→ **Votre tâche**:
Recopiez mot pour mot l'ensemble des entrées ci-dessous. Ne reprenez pas les images dans votre réponse.

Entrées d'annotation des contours
****************************************
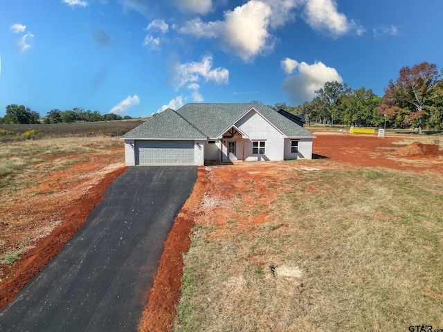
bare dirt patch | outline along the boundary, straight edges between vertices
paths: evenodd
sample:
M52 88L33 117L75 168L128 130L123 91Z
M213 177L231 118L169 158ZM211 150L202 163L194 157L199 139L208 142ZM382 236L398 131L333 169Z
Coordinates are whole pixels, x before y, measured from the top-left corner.
M87 154L41 154L39 163L28 165L12 179L1 179L9 182L0 192L0 309L60 252L86 221L109 184L127 169L119 140L88 140ZM89 146L94 140L102 145L98 150ZM64 142L55 142L23 144L33 144L30 150L38 151L40 147L52 149L54 144ZM64 142L68 142L71 140ZM15 149L27 150L21 145Z
M320 163L318 160L242 163L235 163L234 165L208 167L210 172L210 183L205 185L206 188L199 208L192 211L188 217L192 219L191 223L213 227L211 237L229 237L233 233L246 231L252 231L253 233L254 227L261 227L261 225L269 221L269 213L266 212L266 208L269 203L284 189L280 181L282 177L291 176L294 183L297 180L296 175L287 172L294 168L315 172L328 168L364 166L413 172L442 172L443 167L440 163L435 165L424 160L422 164L410 165L401 159L392 158L390 154L399 149L398 142L402 139L399 137L379 138L374 136L320 133L317 134L314 146L316 156L322 159ZM435 160L439 161L439 159L435 158ZM311 192L321 192L322 190L322 188L314 187L310 184L307 184L305 189ZM243 211L242 214L239 214L235 210L235 204L245 207L248 213L244 214ZM180 221L181 218L178 218L177 220ZM242 222L234 221L238 220L242 220ZM274 227L279 228L289 226L283 223L271 226ZM174 243L177 243L178 241ZM185 246L186 250L188 243L187 241ZM169 250L172 252L176 251L167 246L163 257L169 256ZM254 261L257 268L269 268L266 265L268 262L264 261L260 255L251 256L249 259ZM170 270L173 268L171 264L174 266L175 264L173 259L162 259L159 271ZM181 264L181 262L180 264ZM298 270L297 268L292 267L282 272L281 268L277 270L277 275L284 275L287 272L286 270ZM181 276L181 270L179 270ZM161 285L163 284L163 279L173 278L174 281L177 282L179 279L172 277L172 275L171 273L168 275L168 277L162 277L164 273L159 273L156 277L155 283ZM180 285L181 282L176 282L175 287L162 286L160 290L154 286L152 293L163 291L163 295L156 295L156 299L167 297L169 298L170 304L177 304L180 296ZM140 331L167 331L165 326L168 326L169 329L172 329L171 322L177 315L175 308L172 306L165 308L165 306L161 304L161 301L154 299L152 296L152 295L148 301L147 311L145 313L143 322L140 326ZM172 299L174 299L174 301Z
M189 230L194 225L213 227L214 239L246 231L253 237L254 230L271 228L269 230L273 231L290 227L284 223L272 225L267 223L272 217L267 210L270 203L288 185L281 181L282 178L292 178L296 185L298 175L290 170L316 172L363 166L443 173L440 154L423 154L412 163L408 158L417 156L392 154L401 148L398 143L402 138L315 133L314 153L320 160L243 163L208 167L209 174L204 168L199 169L191 198L180 212L165 245L141 331L170 329L180 297L181 255L188 250ZM22 185L14 194L8 187L3 188L7 194L2 194L0 202L0 255L12 250L18 252L19 259L12 264L0 264L0 308L63 247L98 203L107 185L125 171L123 144L106 147L106 154L95 149L80 154L75 149L57 154L42 151L42 160L33 167L40 175L20 173L17 176L20 182L29 185ZM314 183L305 185L302 189L307 192L323 193L324 189ZM236 205L244 207L247 213L236 210ZM262 254L256 252L248 259L257 271L270 273L269 261L263 259ZM284 277L298 273L298 266L280 266L274 273Z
****************************************
→ **Exercice terminé**:
bare dirt patch | outline along the boundary, straight edges between vertices
paths: evenodd
sample:
M52 88L33 117L75 168L128 130L123 91Z
M213 177L231 118L169 158ZM211 150L202 163L194 157L199 139L208 142ZM382 236L398 131L333 169Z
Coordinates are whole pixels, x before y, measured from the top-left corner.
M87 154L41 154L39 163L28 165L12 179L1 179L9 182L0 192L0 309L60 252L86 221L109 184L127 169L119 140L88 140ZM89 146L94 140L102 145L98 150ZM64 142L55 142L23 144L33 144L30 150L38 151L40 147L52 149L54 144ZM64 142L68 142L71 140ZM15 149L27 150L21 145Z
M320 163L318 160L242 163L235 163L234 165L208 167L210 172L210 183L205 185L206 188L199 208L192 211L188 217L192 219L191 223L213 227L211 237L229 237L233 233L246 231L252 231L253 233L254 227L261 227L261 225L269 221L269 213L266 212L266 208L269 203L284 189L280 181L282 177L291 176L294 183L297 180L296 175L287 172L294 168L315 172L328 168L364 166L413 172L442 172L443 167L440 163L435 165L424 160L422 164L410 165L401 159L392 158L390 154L399 149L398 142L402 139L399 137L379 138L374 136L320 133L317 134L314 146L316 156L322 159ZM435 160L439 161L439 159L435 158ZM311 192L321 192L322 190L322 188L314 187L310 184L307 184L305 189ZM243 211L242 214L239 214L235 210L235 204L245 207L248 213L244 214ZM180 221L181 218L178 218L177 220ZM242 222L234 221L238 220L242 220ZM274 227L279 228L289 226L283 223L271 226ZM174 243L177 243L178 241ZM185 246L186 250L188 243L187 241ZM169 250L172 252L176 251L167 246L163 257L169 256ZM254 261L257 268L269 268L266 265L268 262L264 261L260 255L251 256L249 259ZM170 270L173 268L171 264L174 266L175 264L173 259L162 259L159 271ZM181 264L181 262L180 264ZM298 270L297 268L292 267L282 272L281 268L277 270L277 275L284 275L287 272L286 270ZM181 276L181 270L179 270ZM161 285L163 284L163 279L173 278L174 281L177 282L179 279L172 277L172 275L171 273L168 275L168 277L162 277L164 273L159 273L156 277L155 283ZM180 285L181 282L176 282L175 287L162 286L160 290L154 286L152 293L163 291L163 295L156 295L156 299L167 297L169 298L170 304L177 304L180 296ZM140 331L167 331L165 326L168 326L169 329L172 329L171 322L177 315L175 308L172 306L165 308L165 306L161 304L161 301L154 299L152 296L152 295L148 301L147 311L145 313L143 322L140 326ZM172 299L174 299L174 301Z
M189 230L194 225L213 227L214 239L246 231L253 237L254 230L271 228L269 230L273 231L290 227L284 223L272 225L267 223L272 217L267 210L270 203L288 185L281 181L282 178L292 178L296 185L298 175L290 170L316 172L363 166L443 173L440 154L423 154L412 163L408 158L417 156L392 154L401 148L398 143L402 138L315 133L314 153L320 160L243 163L208 167L209 174L204 168L199 169L191 198L180 212L165 245L141 331L170 329L180 297L181 255L188 250ZM22 185L14 194L8 187L3 188L7 194L2 194L0 202L0 255L12 250L18 252L19 259L12 264L0 264L0 308L63 247L98 203L107 185L125 171L123 144L106 147L106 154L95 149L80 154L75 149L57 154L42 151L42 160L33 167L40 175L20 173L17 176L20 182L29 185ZM314 183L305 185L302 189L307 192L323 193L324 189ZM236 205L244 207L247 213L236 210ZM262 254L256 252L248 259L257 271L270 273L269 261L263 259ZM284 277L298 273L298 266L280 266L274 273Z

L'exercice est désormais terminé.